§ **EXTRAIT**

....

Procédure contentieuse antérieure :

M. C... B... a demandé au tribunal administratif de Paris d'annuler l'arrêté du 25 juin 2019 par lequel le préfet de police a décidé sa remise aux autorités slovaques, responsables de sa demande d'asile.

Par un jugement n° 1915050 du 20 septembre 2019, le magistrat désigné par le président du tribunal administratif de Paris a rejeté sa demande.

Procédure devant la Cour :

Par une requête, enregistrée le 9 janvier 2020, M. B..., représenté par Me A..., demande à la Cour :

1°) d'annuler le jugement n° 1915050 du 20 septembre 2019 du magistrat désigné par le président du tribunal administratif de Paris ;

2°) d'annuler l'arrêté du 25 juin 2019 du préfet de police ;

3°) d'enjoindre au préfet de police de l'admettre au séjour au titre de l'asile et de lui délivrer une attestation de demande d'asile dans un délai de dix jours à compter de l'arrêt à intervenir ou, à titre subsidiaire, de réexaminer sa situation dans le même délai sous astreinte de 150 euros par jour de retard ;

4°) de mettre à la charge de l'État la somme de 3 600 euros au titre de l'article 37 de la loi du 10 juillet 1991 et de l'article L. 761-1 du code de justice administrative.

M. B... soutient que :

- l'arrêté contesté est insuffisamment motivé ;

- sa situation personnelle n'a pas fait l'objet d'un examen sérieux ;

- les articles 5 et 35 du règlement (UE) n° 604/2013 du 26 juin 2013 et l'article 4 de la directive 2013/31/UE du même jour ont été méconnus ;

- le préfet de police a méconnu l'article 3 de la convention européenne de sauvegarde des droits de l'homme et des libertés fondamentales, l'article 4 de la charte des droits fondamentaux de l'Union européenne et l'article 17 du règlement (UE) n° 604/2013 du 26 juin 2013 ;

- le préfet de police a commis une erreur manifeste d'appréciation.

Par un mémoire en défense enregistré le 14 avril 2020, le préfet de police conclut au rejet de la requête.

....

§ **DONNÉES AFFICHÉES**
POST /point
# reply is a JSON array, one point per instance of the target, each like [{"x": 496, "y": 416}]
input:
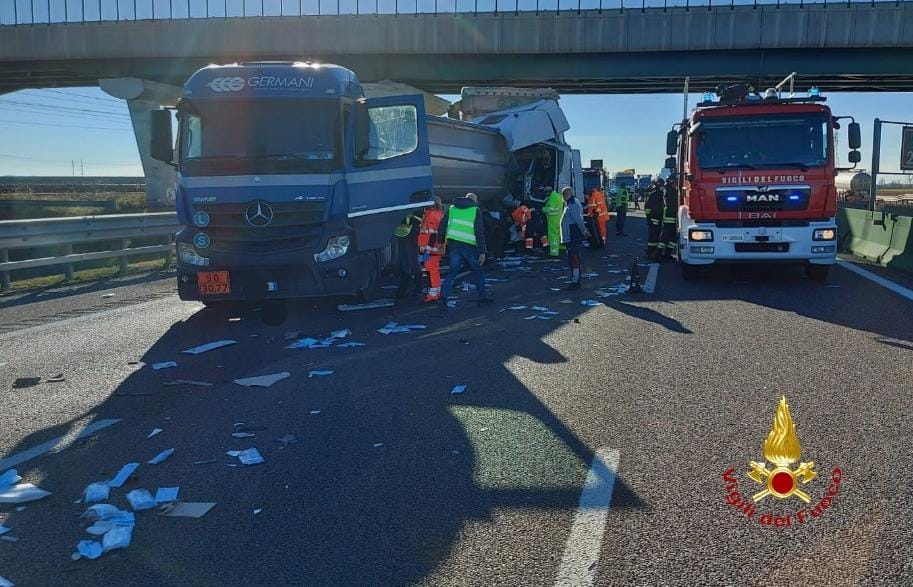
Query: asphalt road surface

....

§ **TRAVAIL DEMANDÉ**
[a] Recopiez l'extrait de décision de justice en commençant à « Procédure contentieuse antérieure » et en terminant à « sa demande d'asile. ».
[b] Rédigez la suite de l'extrait de décision de justice à partir de sa dernière phrase.

§ **RÉSULTATS FINAUX**
[a]
Procédure contentieuse antérieure :

M. C... B... a demandé au tribunal administratif de Paris d'annuler l'arrêté du 25 juin 2019 par lequel le préfet de police a décidé sa remise aux autorités slovaques, responsables de sa demande d'asile.

[b]
Le préfet de police soutient que les moyens invoqués par M. B... ne sont pas fondés.

Par une décision du 29 novembre 2019, le bureau d'aide juridictionnelle près le tribunal de grande instance de Paris a admis M. B... à l'aide juridictionnelle totale.

Vu les autres pièces du dossier.

Vu :

- la convention européenne de sauvegarde des droits de l'homme et des libertés fondamentales ;

- la charte des droits fondamentaux de l'Union européenne ;

- le règlement (UE) n°604/2013 du Parlement européen et du Conseil du 26 juin 2013 établissant les critères et mécanismes de détermination de l'État membre responsable de l'examen d'une demande de protection internationale introduite dans l'un des États membres par un ressortissant de pays tiers ou un apatride ;

- la directive 2013/32/UE du Parlement européen et du Conseil du 26 juin 2013 relative à des procédures communes pour l'octroi et le retrait de la protection internationale ;

- la loi n° 91-647 du 10 juillet 1991 relative à l'aide juridique ;

- le code de l'entrée et du séjour des étrangers et du droit d'asile ;

- le code des relations entre le public et l'administration ;

- le code de justice administrative.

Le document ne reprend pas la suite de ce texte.